Si on prend l’exemple de la Chine, la France est perçue comme un pays d’artistes, pas d’ingénieurs. Outre le romantisme, les notions clés rattachées à la France sont la mode, le luxe, la culture, l’art de vivre, le patriotisme et un esprit critique[1]. Le problème de cette étiquette de « romantisme » est qu’elle peut faire paraitre la France comme un pays qui vit dans le passé et qui est donc dépassé. Lors de l’Exposition universelle de 2010 à Shanghai, qui avait comme thème « Better City, Better life », la France a choisi de placer le romantisme au cœur de son pavillon en proposant une ballade sensorielle au cœur de l’urbanité[2], quand d’autres ont opté pour des technologies modernes ou l’écologie. Si l’expérience a été globalement appréciée, le sens du message de la France n’a pas été compris par les chinois ; ce qui n\’a fait que renforcer les préjugés négatifs sur la France, notamment l’attentisme et le passéisme. Faisant parti de l’imaginaire positif des chinois sur la France, le romantisme peut être utilisé pour tirer profit de la marque France mais il faut que cela soit fait en cohérence avec les attentes des chinois.
1.3. L’analyse de son propre marketing
Avant de vouloir actionner le levier de la marque France dans sa stratégie export, le chef d’entreprise doit se poser les bonnes questions relatives à son environnement d’affaires.
En effet l’impact conscient ou inconscient des stéréotypes sur les prospects étrangers est tel qu’il est important pour chaque entreprise de se poser les questions suivantes :
Qu’est ce qui dans les valeurs transmises par le produit de l’entreprises fait écho aux atouts de la marque France ?
Qu’est ce qui fait écho à ses points faibles ?

Extraits de données de pointage:
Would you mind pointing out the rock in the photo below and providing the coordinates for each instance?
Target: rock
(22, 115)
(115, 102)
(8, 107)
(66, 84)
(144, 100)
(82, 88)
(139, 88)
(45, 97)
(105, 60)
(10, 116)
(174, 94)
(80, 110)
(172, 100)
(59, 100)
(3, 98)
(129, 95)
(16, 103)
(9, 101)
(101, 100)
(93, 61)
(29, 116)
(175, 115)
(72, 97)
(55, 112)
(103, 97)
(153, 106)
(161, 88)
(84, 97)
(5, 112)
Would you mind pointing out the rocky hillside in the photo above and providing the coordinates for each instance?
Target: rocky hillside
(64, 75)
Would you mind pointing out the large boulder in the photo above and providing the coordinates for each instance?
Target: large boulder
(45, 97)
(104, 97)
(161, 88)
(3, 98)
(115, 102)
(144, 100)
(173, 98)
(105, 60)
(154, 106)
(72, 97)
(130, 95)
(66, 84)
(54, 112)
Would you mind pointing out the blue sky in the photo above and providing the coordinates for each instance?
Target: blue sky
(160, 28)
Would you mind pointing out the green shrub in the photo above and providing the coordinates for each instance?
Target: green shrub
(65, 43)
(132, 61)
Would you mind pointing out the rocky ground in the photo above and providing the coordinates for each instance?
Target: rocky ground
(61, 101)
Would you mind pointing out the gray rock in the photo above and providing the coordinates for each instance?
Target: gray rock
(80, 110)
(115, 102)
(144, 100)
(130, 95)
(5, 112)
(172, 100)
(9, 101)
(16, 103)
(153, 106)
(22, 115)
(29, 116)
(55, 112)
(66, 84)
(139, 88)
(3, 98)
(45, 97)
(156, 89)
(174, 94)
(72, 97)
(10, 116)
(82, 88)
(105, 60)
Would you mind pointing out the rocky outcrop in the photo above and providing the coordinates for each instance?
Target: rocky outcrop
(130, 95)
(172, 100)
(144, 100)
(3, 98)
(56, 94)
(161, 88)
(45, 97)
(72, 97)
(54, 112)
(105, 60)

• _CONSIGNES_
1. Dans le passage cité, relevez toutes les notions clés rattachées à la France, hormis le romantisme.
2. Répondez brièvement à partir du passage cité.
(a) Quel était le thème de l'Exposition universelle de 2010 à Shanghai ?
(b) Qu'est-ce que la France a placé au cœur de son pavillon lors de cette exposition ?
(c) Qui doit se poser les bonnes questions avant d'actionner le levier de la marque France dans sa stratégie export ?
3. Recopiez le segment du passage cité qui va de « 1.3. L’analyse de » jusqu'à « son environnement d’affaires. ».

• _RÉPONSES DANS L'ORDRE_
1.
la mode
le luxe
la culture
l'art de vivre
le patriotisme
un esprit critique

2.
(a) « Better City, Better life »
(b) Le romantisme
(c) Le chef d'entreprise

3.
1.3. L’analyse de son propre marketing
Avant de vouloir actionner le levier de la marque France dans sa stratégie export, le chef d’entreprise doit se poser les bonnes questions relatives à son environnement d’affaires.